_WHAT YOU NEED TO DO:_ Repeat the entries below word for word, beginning at the line that contains "Find the water" and continuing through the last line of the entries.

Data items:
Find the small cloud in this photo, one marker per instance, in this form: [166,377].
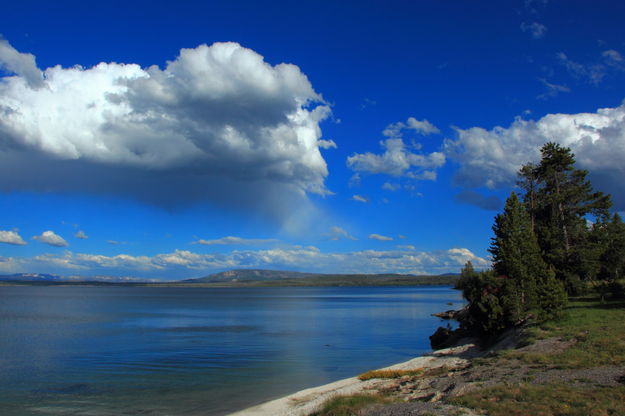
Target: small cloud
[326,144]
[593,72]
[354,180]
[488,203]
[394,130]
[230,240]
[380,237]
[11,237]
[612,55]
[51,239]
[535,29]
[367,103]
[81,234]
[391,186]
[336,233]
[552,89]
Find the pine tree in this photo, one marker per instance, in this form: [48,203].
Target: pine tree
[613,257]
[560,199]
[517,258]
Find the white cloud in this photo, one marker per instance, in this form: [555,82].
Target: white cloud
[81,234]
[612,56]
[21,64]
[51,239]
[390,186]
[337,233]
[396,160]
[552,89]
[230,240]
[326,144]
[537,30]
[380,237]
[216,124]
[11,237]
[492,158]
[594,72]
[395,130]
[185,263]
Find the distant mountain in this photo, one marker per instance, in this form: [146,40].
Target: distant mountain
[247,277]
[258,277]
[53,278]
[250,275]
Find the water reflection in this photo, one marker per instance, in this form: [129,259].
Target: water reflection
[128,350]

_ANSWER TO THIS TASK:_
Find the water reflection in this photo, one marker per instance, in this form: [129,259].
Target: water reflection
[128,350]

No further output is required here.